*AIM OF THE TASK:* Write the records out once more, so that nothing differs from the original.

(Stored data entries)
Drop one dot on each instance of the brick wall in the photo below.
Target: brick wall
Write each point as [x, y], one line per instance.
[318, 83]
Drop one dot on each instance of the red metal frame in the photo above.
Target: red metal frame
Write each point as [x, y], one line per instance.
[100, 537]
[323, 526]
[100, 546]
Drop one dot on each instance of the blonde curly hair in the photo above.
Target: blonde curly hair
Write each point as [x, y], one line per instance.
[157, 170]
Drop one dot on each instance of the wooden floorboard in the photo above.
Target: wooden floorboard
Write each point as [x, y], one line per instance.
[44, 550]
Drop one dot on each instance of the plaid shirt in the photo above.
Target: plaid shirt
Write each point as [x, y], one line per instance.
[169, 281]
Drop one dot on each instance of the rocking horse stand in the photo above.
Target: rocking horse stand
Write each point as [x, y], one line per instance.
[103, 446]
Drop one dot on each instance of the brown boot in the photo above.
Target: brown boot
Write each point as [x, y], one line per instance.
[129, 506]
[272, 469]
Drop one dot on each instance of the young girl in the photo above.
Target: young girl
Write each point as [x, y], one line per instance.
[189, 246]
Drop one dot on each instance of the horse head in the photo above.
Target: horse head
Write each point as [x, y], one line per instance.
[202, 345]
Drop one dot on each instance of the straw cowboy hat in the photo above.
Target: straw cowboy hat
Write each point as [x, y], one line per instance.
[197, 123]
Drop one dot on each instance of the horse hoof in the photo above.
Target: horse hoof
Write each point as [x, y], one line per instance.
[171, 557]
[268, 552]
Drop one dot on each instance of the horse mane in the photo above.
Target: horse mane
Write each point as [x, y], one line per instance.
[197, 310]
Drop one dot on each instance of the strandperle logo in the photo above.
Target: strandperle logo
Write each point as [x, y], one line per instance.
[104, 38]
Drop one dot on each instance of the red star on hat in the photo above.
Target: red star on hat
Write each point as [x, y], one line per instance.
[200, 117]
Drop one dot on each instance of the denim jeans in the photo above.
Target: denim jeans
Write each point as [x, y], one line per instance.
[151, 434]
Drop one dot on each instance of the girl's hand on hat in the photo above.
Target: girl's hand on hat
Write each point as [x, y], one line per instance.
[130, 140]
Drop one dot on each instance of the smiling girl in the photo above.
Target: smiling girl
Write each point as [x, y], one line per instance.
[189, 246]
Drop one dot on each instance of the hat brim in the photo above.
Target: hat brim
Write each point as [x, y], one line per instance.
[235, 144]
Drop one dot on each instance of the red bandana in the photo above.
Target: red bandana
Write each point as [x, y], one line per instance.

*ANSWER AREA:*
Drop one dot on each instance of the brick wall in the photo below.
Target: brick wall
Write each point as [x, y], one line per instance.
[318, 83]
Drop one dot on each instance of the red metal frame in the photo above.
Target: red metal frame
Write each point as [x, y], one line per instance.
[100, 537]
[323, 526]
[100, 546]
Drop one dot on each instance of the blonde curly hair in the photo above.
Target: blonde curly hair
Write each point as [x, y], one line per instance.
[157, 170]
Drop one dot on each instance of the wooden floorboard in the photo above.
Target: wooden floorboard
Write each point as [x, y], one line per instance.
[44, 550]
Drop one dot on each instance of the plaid shirt in the photo above.
Target: plaid shirt
Write each point as [x, y], one line per instance.
[169, 281]
Drop one dot on each instance of the rocking horse stand in the photo above.
Target: rocking horse stand
Write each point as [x, y], one line per instance.
[103, 446]
Drop one dot on each instance of the brown boot in the photo above.
Target: brown boot
Write each point as [x, y], one line per instance.
[129, 506]
[272, 469]
Drop one dot on each instance of the young girl in the photo above.
Target: young girl
Write each point as [x, y], one line per instance.
[189, 246]
Drop one dot on each instance of the horse head in the photo above.
Target: horse head
Write each point as [x, y], one line per instance.
[202, 345]
Drop one dot on each instance of the straw cowboy hat in the photo above.
Target: straw cowboy hat
Write each point as [x, y], one line per instance.
[197, 123]
Drop one dot on each instance of the horse hoof in the photo above.
Target: horse hoof
Write each point as [x, y], one line per instance.
[171, 557]
[268, 552]
Drop one dot on each instance of the horse mane in the photo above.
Target: horse mane
Write each point as [x, y], one line per instance.
[197, 310]
Drop one dot on each instance of the strandperle logo in the photo above.
Target: strandperle logo
Write each point as [x, y], one line per instance.
[104, 38]
Drop one dot on each instance of the red star on hat in the photo above.
Target: red star on hat
Write each point as [x, y], one line per instance.
[200, 117]
Drop one dot on each instance of the denim jeans in the photo above.
Target: denim jeans
Write each point as [x, y], one line per instance.
[151, 434]
Drop one dot on each instance of the girl's hand on hat in the photo above.
Target: girl's hand on hat
Write each point as [x, y], one line per instance.
[130, 140]
Drop one dot on each instance of the smiling girl in the photo above.
Target: smiling girl
Write each point as [x, y], one line per instance.
[189, 246]
Drop one dot on each instance of the hat brim in the photo above.
Target: hat brim
Write each point as [x, y], one line per instance.
[235, 144]
Drop one dot on each instance of the red bandana in the photo above.
Target: red bandana
Write each point as [x, y], one line per instance.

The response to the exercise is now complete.